• Point-per-instance localization data
Content starts
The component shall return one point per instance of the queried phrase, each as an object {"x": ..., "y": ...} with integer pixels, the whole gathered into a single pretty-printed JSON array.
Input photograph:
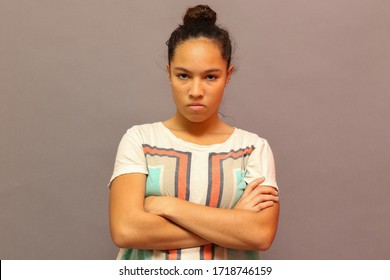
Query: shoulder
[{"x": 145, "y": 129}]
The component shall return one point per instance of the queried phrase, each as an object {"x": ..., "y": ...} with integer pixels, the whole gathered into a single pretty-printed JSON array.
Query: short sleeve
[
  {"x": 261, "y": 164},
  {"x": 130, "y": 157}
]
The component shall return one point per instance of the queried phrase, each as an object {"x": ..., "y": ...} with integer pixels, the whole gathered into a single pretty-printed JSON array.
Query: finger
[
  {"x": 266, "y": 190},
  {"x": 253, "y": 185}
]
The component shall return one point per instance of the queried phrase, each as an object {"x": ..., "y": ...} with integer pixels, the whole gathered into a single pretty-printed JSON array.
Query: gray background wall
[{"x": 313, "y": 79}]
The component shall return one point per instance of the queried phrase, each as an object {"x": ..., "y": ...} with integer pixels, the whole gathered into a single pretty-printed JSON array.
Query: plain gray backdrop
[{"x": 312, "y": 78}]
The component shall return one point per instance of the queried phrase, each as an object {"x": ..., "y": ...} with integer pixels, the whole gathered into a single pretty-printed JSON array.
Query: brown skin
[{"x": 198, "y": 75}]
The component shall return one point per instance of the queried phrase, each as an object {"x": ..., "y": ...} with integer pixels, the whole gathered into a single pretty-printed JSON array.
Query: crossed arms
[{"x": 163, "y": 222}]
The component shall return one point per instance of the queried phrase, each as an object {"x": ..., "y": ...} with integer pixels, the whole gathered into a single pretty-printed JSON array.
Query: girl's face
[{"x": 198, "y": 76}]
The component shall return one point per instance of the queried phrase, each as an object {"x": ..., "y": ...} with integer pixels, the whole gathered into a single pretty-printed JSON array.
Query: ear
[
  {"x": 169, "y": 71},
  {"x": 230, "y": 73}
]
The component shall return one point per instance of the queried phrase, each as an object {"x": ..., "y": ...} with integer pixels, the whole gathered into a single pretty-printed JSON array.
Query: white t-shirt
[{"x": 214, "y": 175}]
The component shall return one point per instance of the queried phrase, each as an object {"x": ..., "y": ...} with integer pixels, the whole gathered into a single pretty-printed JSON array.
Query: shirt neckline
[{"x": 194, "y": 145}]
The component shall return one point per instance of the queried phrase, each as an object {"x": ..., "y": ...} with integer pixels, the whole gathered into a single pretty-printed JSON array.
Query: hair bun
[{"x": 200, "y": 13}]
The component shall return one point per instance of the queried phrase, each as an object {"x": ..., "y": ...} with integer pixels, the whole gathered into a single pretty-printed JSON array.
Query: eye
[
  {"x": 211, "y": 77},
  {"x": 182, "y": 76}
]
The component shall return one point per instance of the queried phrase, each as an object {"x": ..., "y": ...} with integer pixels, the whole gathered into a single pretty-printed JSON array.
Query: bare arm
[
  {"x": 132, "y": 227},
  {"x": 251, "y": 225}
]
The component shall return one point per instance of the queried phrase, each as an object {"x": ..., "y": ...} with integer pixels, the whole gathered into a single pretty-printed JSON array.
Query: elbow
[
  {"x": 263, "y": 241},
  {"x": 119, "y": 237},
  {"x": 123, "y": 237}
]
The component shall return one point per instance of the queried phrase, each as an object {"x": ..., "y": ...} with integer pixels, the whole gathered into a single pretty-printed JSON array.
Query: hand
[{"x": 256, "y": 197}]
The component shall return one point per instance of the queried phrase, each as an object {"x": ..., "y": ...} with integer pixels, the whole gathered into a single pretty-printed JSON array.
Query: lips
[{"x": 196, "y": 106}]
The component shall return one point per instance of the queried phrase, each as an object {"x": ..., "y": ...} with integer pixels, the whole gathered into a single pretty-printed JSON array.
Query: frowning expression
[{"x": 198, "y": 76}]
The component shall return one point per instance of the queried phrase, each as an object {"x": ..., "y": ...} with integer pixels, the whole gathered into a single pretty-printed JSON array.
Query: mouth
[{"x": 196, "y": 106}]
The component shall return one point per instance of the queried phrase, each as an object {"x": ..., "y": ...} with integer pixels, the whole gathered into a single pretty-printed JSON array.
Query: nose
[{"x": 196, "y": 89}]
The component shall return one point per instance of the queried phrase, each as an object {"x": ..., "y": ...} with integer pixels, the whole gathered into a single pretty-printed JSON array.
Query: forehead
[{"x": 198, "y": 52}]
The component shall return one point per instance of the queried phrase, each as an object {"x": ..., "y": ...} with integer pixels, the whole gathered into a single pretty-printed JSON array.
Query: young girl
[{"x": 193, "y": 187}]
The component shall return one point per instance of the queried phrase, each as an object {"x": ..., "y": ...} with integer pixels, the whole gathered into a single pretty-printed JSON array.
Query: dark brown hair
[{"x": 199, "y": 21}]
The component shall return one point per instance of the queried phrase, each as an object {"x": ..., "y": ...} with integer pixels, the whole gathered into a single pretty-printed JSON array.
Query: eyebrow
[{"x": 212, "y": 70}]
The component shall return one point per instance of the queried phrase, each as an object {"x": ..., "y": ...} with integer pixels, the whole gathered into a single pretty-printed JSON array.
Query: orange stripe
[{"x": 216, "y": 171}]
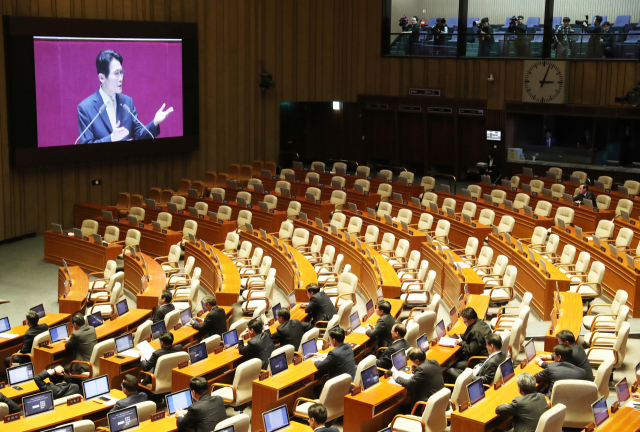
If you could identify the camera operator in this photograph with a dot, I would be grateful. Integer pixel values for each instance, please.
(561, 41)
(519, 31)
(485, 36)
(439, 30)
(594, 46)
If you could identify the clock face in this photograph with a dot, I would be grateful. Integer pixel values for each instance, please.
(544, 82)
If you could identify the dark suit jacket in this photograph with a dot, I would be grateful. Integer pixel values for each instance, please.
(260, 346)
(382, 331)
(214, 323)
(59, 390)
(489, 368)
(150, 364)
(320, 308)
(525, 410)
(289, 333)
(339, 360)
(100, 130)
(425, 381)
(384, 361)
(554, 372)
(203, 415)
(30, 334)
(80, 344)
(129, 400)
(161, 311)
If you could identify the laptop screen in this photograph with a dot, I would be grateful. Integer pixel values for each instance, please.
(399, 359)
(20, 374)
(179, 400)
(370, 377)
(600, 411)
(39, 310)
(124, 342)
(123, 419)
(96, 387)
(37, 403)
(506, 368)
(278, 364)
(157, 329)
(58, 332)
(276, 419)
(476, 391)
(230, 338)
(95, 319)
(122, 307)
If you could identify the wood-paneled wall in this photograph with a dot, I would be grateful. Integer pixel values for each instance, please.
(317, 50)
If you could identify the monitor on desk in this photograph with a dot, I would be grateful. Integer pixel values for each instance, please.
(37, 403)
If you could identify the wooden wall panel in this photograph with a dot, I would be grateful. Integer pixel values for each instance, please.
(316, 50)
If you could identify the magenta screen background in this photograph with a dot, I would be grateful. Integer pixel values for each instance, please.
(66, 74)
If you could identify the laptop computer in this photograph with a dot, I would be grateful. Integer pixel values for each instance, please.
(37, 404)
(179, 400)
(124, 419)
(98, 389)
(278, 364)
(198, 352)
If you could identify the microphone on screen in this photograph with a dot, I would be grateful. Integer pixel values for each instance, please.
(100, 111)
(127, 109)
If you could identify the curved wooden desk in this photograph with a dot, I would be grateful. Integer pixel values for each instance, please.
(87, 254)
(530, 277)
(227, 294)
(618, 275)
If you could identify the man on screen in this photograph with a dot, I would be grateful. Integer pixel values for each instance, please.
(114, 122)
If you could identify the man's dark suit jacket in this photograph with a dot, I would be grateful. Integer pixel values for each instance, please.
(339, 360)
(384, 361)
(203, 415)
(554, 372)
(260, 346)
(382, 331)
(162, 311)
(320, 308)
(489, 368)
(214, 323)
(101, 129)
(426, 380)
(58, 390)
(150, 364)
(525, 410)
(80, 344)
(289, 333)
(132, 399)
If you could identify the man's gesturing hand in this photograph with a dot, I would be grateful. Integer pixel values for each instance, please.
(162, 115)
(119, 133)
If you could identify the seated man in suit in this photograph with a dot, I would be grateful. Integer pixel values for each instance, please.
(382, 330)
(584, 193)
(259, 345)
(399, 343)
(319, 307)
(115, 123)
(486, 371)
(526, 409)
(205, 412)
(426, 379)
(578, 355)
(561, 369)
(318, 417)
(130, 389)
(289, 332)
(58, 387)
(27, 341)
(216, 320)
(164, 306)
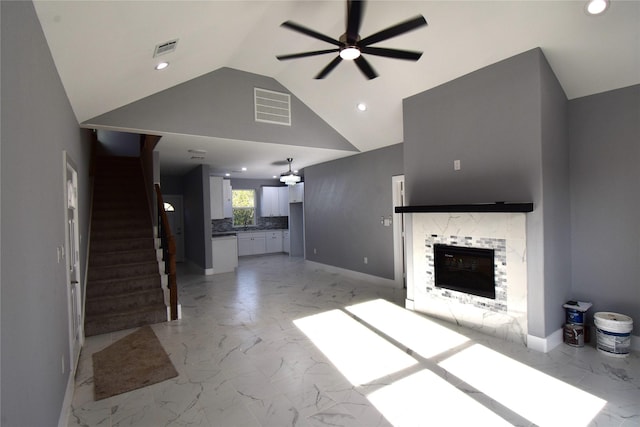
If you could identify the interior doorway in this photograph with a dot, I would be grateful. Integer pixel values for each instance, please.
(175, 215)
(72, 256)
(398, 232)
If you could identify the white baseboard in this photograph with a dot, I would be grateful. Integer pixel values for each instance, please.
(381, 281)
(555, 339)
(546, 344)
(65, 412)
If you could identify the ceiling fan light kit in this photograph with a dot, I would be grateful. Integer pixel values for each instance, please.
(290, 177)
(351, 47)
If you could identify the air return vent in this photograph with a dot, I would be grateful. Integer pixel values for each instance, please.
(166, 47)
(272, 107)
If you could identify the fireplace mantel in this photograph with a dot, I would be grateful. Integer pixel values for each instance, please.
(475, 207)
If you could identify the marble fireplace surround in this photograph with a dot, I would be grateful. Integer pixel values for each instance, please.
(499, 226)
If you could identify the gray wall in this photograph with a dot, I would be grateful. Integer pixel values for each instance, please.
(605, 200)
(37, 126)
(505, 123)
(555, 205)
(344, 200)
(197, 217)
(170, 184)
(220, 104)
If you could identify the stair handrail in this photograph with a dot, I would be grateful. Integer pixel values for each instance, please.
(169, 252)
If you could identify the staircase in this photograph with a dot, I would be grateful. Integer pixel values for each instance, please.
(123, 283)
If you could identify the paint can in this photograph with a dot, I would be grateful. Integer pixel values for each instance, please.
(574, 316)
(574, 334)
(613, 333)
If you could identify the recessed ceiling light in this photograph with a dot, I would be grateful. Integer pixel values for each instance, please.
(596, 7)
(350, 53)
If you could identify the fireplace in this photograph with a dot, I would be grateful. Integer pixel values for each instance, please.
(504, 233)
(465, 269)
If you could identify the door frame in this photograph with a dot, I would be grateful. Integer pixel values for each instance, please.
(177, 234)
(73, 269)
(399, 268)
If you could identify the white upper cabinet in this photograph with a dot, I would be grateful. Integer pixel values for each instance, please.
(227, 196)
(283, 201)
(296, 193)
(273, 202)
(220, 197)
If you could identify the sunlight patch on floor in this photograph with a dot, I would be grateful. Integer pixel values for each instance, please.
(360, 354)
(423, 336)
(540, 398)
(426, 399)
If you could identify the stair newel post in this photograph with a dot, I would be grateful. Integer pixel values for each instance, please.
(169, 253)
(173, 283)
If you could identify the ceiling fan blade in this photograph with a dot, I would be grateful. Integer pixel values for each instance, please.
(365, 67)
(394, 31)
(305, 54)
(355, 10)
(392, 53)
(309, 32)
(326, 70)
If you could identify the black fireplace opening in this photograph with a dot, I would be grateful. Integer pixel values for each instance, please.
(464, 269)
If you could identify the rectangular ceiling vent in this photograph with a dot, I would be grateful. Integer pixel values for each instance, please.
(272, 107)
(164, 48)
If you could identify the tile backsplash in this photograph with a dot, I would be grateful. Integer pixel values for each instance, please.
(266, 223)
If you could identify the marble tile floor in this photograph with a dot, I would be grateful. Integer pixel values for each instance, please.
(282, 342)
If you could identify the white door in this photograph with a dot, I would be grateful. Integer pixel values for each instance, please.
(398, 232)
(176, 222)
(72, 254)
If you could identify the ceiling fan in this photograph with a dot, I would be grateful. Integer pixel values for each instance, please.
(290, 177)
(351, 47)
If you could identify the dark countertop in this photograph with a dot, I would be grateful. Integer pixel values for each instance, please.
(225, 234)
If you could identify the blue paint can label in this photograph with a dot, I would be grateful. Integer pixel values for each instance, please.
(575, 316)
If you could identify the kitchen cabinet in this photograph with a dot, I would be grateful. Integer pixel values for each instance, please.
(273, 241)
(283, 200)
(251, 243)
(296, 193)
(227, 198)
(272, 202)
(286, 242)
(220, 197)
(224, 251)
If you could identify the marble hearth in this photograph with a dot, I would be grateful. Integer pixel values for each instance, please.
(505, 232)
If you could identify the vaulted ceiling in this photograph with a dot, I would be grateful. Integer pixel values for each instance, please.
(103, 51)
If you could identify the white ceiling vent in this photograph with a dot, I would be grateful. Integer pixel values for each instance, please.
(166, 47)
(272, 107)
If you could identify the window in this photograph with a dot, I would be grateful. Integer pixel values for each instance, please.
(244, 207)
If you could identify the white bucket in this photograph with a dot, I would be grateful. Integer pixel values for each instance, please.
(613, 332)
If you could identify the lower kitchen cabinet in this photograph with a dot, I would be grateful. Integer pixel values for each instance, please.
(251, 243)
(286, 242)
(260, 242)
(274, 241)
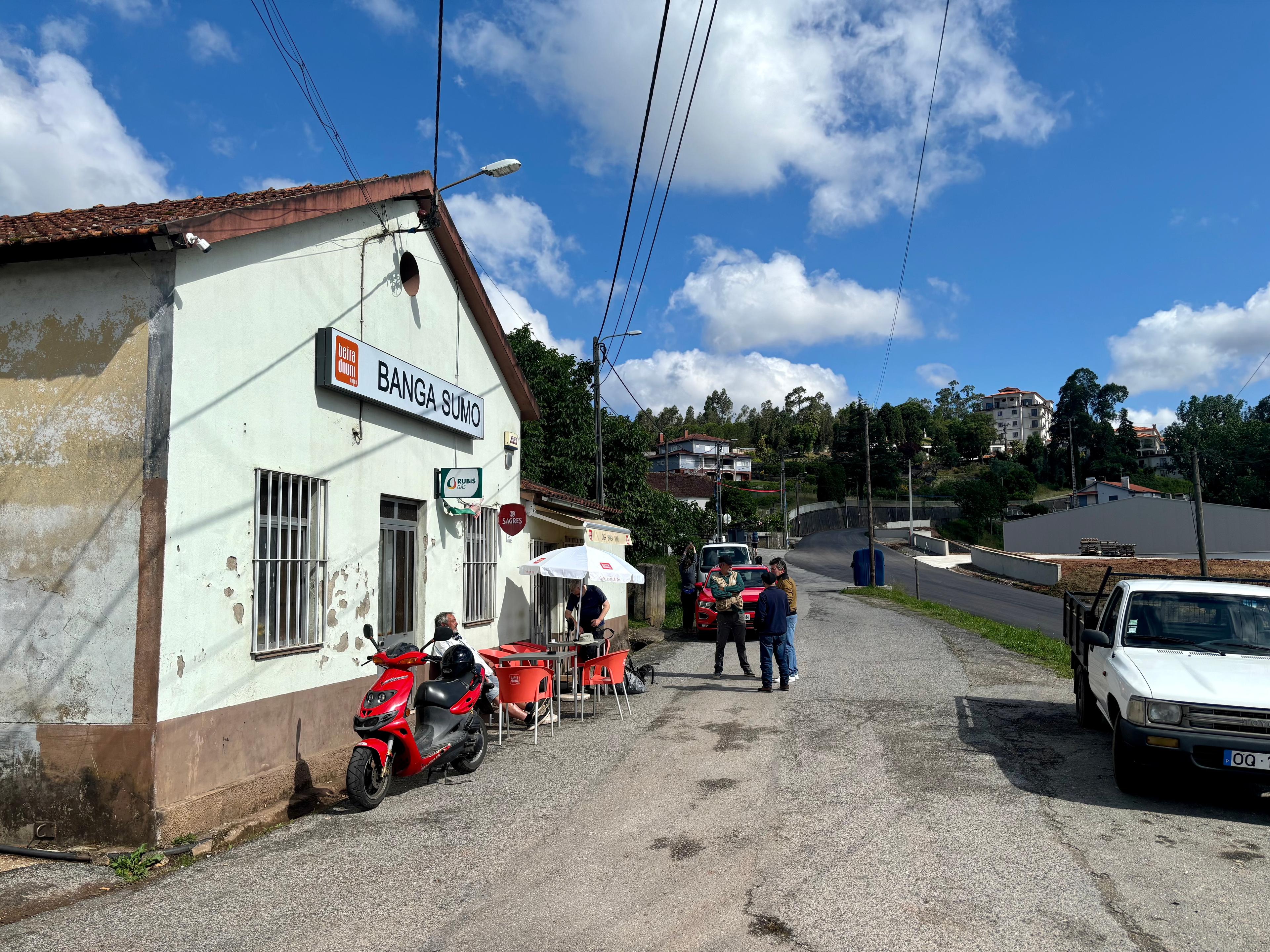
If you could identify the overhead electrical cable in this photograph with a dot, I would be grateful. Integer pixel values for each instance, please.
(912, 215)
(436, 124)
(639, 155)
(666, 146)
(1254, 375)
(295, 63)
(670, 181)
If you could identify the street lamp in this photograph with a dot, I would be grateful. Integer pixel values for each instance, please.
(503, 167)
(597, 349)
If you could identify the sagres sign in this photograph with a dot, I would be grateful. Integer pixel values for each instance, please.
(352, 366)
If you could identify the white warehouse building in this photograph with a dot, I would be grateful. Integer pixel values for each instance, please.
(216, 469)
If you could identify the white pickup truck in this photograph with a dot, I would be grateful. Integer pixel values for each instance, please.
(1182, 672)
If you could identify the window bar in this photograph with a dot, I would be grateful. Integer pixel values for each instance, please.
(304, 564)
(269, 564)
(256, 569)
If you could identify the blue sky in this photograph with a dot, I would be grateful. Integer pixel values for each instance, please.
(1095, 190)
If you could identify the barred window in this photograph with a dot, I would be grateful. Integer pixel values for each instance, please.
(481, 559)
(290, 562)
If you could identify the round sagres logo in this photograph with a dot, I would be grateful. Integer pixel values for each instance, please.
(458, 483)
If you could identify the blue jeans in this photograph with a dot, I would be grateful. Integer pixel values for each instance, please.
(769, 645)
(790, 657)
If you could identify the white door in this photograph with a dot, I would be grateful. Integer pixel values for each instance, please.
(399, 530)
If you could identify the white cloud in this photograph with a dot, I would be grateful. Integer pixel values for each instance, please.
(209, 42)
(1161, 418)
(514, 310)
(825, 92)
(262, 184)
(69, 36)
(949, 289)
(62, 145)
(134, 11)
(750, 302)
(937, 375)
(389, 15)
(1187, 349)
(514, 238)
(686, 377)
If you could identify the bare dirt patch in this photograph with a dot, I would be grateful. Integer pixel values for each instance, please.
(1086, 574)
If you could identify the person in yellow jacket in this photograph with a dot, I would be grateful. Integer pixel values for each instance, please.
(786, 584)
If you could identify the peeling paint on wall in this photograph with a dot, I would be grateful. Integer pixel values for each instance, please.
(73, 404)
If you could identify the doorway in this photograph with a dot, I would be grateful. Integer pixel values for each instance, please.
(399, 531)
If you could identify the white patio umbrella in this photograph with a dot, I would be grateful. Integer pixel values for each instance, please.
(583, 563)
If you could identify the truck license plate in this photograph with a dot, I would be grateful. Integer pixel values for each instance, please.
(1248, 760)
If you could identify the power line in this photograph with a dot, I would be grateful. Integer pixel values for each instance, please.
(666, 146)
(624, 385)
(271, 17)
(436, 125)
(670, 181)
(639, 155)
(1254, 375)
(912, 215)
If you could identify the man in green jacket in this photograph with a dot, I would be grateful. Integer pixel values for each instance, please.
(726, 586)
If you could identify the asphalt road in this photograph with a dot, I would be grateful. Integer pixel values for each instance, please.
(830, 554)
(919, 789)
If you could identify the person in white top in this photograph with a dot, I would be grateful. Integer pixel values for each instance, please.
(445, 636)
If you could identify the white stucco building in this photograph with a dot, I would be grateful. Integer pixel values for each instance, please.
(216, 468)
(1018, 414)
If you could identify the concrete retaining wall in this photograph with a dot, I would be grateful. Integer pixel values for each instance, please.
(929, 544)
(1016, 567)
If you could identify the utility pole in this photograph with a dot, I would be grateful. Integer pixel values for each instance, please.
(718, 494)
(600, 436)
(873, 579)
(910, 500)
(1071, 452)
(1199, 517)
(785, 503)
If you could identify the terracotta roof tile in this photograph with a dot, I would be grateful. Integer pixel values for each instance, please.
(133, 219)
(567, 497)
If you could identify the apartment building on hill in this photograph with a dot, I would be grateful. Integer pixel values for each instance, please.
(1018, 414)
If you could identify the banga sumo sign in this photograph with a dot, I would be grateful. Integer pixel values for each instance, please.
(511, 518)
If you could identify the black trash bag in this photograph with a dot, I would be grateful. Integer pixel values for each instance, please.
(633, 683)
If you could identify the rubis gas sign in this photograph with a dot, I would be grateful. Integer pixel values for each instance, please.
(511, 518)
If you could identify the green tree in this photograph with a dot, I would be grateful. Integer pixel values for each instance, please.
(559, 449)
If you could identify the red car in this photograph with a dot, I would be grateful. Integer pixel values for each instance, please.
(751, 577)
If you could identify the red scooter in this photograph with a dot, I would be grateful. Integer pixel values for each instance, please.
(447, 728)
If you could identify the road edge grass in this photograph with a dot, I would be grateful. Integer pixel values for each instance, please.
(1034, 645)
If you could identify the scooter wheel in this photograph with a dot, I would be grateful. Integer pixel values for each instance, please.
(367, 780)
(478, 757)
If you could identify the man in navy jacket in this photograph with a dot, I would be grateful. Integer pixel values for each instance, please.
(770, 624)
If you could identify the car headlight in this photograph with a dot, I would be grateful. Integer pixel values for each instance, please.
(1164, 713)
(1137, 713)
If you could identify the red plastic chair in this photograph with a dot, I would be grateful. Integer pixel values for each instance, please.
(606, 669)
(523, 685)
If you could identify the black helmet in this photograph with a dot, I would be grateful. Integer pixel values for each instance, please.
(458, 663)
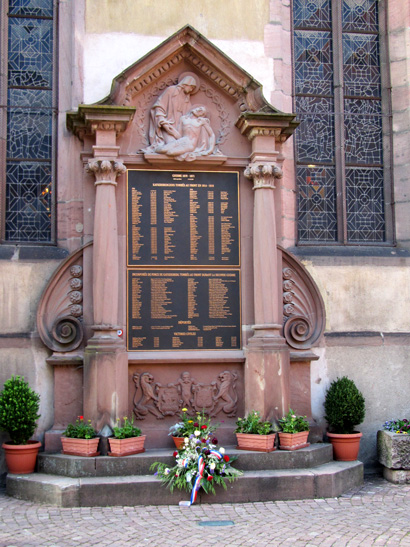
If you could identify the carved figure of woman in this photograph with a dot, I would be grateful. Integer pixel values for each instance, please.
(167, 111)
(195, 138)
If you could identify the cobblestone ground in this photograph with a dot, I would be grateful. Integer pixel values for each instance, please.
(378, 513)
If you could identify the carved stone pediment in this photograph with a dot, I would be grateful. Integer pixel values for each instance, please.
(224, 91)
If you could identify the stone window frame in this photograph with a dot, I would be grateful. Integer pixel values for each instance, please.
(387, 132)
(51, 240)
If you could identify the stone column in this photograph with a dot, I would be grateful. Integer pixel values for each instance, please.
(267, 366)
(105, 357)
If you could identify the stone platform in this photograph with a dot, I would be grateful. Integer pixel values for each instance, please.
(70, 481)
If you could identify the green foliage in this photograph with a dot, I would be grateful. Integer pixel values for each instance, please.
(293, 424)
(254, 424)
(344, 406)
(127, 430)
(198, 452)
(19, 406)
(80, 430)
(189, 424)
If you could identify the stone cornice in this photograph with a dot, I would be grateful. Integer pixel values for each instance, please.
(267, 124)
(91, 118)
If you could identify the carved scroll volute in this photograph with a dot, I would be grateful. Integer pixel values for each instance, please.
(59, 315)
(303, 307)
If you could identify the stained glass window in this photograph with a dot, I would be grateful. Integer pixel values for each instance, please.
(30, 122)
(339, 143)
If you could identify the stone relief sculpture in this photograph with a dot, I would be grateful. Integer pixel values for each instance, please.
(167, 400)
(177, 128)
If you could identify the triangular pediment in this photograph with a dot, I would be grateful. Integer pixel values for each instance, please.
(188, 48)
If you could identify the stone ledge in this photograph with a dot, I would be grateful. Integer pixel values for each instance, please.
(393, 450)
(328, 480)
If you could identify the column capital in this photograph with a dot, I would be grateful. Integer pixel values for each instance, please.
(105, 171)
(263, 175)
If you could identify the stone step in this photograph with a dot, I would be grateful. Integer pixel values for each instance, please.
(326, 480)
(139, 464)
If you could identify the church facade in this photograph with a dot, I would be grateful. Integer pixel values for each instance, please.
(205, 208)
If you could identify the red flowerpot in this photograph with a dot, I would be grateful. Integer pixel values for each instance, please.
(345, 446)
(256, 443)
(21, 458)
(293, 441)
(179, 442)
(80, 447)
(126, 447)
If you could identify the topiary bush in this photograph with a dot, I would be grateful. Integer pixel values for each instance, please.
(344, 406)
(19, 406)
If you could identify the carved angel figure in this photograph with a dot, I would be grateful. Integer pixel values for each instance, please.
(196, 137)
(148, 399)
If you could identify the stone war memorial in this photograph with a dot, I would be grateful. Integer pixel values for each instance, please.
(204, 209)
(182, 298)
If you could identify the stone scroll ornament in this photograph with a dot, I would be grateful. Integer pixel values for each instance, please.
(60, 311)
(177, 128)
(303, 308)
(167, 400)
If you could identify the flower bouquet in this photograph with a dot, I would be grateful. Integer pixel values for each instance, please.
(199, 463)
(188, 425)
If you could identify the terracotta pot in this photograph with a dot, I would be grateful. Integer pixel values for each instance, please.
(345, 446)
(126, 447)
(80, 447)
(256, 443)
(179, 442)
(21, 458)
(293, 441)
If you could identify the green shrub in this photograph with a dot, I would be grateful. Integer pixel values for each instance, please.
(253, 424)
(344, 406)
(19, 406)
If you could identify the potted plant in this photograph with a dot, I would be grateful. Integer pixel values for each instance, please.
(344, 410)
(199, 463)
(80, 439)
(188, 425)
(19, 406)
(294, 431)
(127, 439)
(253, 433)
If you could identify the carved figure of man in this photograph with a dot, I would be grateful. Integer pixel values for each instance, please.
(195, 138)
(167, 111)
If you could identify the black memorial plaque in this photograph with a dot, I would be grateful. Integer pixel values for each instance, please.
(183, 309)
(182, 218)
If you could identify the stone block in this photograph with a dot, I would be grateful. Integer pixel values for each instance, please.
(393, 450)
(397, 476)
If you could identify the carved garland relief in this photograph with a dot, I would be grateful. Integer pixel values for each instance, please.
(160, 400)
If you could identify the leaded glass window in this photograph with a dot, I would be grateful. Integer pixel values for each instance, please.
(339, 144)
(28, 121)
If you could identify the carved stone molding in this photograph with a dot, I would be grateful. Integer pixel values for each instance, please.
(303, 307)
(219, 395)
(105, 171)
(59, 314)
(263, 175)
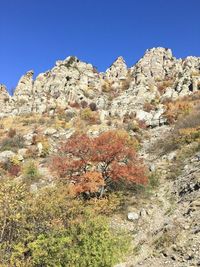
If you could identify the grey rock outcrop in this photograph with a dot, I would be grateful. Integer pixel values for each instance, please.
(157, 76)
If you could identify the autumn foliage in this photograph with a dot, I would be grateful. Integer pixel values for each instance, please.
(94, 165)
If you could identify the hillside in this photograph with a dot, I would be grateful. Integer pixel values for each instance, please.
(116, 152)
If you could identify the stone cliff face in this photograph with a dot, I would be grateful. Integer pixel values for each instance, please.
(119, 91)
Content ends
• TASK PROMPT
Above are the records; copy exactly the lines from the one with "If you could identify the stone cliff" through the final line.

• COMPLETED EXERCISE
If you could identify the stone cliff face in this photograph with a dot, I would be grateful. Integer pixel values for each instance, please.
(119, 91)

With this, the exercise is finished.